Dataset entries
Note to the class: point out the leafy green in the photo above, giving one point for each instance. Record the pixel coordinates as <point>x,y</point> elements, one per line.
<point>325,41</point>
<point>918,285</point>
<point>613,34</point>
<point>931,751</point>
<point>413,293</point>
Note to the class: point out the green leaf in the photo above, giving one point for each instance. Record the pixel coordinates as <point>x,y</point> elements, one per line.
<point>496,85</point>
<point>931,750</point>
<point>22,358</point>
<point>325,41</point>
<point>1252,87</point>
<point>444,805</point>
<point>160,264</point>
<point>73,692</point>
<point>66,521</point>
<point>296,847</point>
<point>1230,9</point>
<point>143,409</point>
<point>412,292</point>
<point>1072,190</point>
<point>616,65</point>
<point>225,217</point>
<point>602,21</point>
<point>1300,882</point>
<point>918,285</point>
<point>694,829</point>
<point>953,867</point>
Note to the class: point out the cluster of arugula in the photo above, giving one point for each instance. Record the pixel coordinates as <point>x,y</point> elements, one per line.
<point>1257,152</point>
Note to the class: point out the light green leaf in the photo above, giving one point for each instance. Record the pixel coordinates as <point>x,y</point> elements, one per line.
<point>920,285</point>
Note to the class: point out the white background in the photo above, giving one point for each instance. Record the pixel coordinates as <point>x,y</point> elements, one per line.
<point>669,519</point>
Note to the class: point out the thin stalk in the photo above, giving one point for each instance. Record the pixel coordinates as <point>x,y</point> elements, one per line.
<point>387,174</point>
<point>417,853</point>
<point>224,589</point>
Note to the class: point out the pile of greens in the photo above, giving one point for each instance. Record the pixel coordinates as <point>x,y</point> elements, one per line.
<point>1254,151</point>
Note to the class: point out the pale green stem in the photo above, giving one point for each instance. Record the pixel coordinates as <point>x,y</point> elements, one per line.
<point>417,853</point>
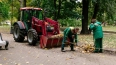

What you are asked to do: Set down exactly, line for line, the data from the line that contains "Note to the class: point out the pale" through its last line, keeping pictures out.

Answer section:
Note to the class: point out the pale green stem in the photo above, giving one point for each instance. Record the pixel coordinates as <point>x,y</point> elements, one per line.
<point>417,853</point>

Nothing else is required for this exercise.